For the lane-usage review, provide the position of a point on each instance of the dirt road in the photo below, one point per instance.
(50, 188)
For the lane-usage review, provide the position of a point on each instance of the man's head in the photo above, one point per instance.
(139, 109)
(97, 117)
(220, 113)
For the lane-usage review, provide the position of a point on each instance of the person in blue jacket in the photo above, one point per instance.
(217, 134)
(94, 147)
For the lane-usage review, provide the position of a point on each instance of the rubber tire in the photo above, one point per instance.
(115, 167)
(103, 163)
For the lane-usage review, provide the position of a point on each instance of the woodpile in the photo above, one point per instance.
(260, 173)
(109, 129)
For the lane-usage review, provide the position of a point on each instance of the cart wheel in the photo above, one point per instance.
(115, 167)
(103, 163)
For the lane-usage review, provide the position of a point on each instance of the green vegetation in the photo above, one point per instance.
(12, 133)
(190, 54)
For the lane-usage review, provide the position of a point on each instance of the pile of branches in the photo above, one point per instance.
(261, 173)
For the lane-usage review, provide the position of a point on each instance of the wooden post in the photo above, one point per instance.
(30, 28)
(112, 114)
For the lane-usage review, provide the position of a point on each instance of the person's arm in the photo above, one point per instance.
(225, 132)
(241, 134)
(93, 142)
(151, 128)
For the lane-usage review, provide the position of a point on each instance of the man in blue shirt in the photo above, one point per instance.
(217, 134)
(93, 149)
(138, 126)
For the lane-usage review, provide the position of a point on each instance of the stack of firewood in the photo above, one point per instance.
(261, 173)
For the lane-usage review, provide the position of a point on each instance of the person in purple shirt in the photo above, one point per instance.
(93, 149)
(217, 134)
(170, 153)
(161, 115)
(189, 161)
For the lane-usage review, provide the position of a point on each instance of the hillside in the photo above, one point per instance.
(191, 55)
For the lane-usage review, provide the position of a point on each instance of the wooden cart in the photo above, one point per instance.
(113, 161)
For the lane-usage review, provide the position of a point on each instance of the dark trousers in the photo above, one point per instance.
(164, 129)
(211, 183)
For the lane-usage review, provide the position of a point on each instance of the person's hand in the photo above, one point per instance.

════════

▶ **Aim of the task**
Starting with the line that contains "of the dark" and going on through the end of the data above, write out every line again. Scale each point coordinate by multiplying it by 0.4 and rounding to the nearest whole number, with halves rounded up, and leave all other wording unchanged.

▶ **Answer for the task**
For the lane-usage review, provide the position of a point on each instance of the dark trousers in the photo above, one point per instance.
(66, 52)
(84, 73)
For the lane-usage review, provide the position of a point on each instance of the person's hand in the photo above, one point per instance.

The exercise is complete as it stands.